## begin

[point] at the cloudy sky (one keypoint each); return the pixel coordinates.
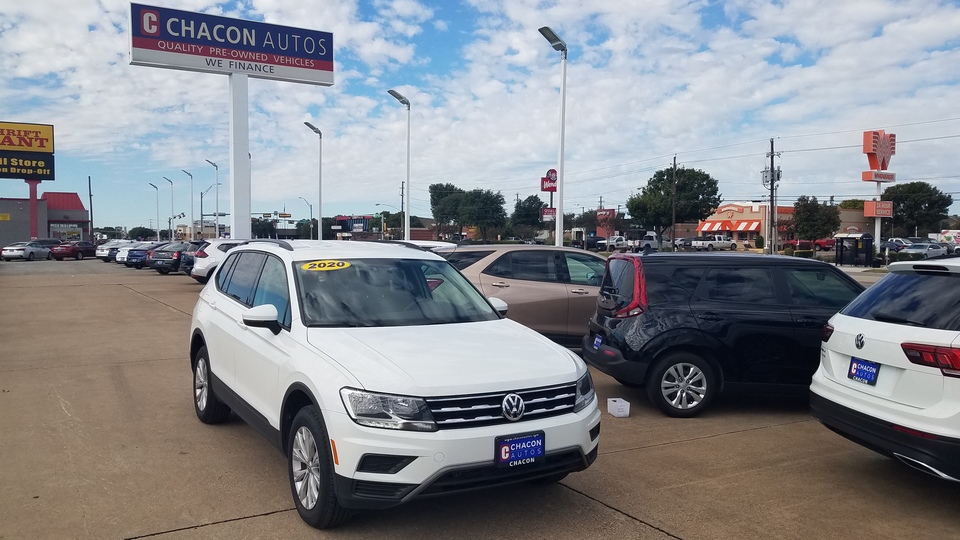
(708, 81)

## end
## begin

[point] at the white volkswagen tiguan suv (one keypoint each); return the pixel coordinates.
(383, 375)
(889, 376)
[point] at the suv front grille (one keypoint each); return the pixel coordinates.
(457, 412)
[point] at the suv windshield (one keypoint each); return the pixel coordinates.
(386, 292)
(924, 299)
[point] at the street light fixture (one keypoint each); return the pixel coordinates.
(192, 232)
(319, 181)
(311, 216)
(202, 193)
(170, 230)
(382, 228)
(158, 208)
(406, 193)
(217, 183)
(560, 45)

## end

▸ SHORT EXERCISE: How many lines above contain the word "point"? Reply with the number only.

▸ RESPONSE TO THIS TASK: 5